Given problem:
Print the passage of the mailing-list reply about R-squared starting with "From   Nick" and going on through "you don't name.".

Supplied passage:
Bookmark and Share

Notice: On March 31, it was announced that Statalist is moving from an email list to a forum. The old list will shut down at the end of May, and its replacement, statalist.org is already up and running.


[Date Prev][Date Next][Thread Prev][Thread Next][Date Index][Thread Index]

Re: st: R squared of OLS with dummy variables


From   Nick Cox <njcoxstata@gmail.com>
To   statalist@hsphsun2.harvard.edu
Subject   Re: st: R squared of OLS with dummy variables
Date   Fri, 6 Jul 2012 10:30:53 +0100

The use of dummies (I prefer the term indicators) is not the central
issue here. Nor is there a bug. Dropping the constant is the entire
issue. Stata then changes the way that R-square is calculated. This is
utterly defensible, and to my mind standard. I can't comment on the
"other software" you don't name.

In essence you have changed the question and the answer is therefore different.

For more, see e.g.

Data block:
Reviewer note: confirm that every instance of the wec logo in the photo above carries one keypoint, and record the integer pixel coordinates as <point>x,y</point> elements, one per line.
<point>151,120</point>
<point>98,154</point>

Exercise response:
From   Nick Cox <njcoxstata@gmail.com>
To   statalist@hsphsun2.harvard.edu
Subject   Re: st: R squared of OLS with dummy variables
Date   Fri, 6 Jul 2012 10:30:53 +0100

The use of dummies (I prefer the term indicators) is not the central
issue here. Nor is there a bug. Dropping the constant is the entire
issue. Stata then changes the way that R-square is calculated. This is
utterly defensible, and to my mind standard. I can't comment on the
"other software" you don't name.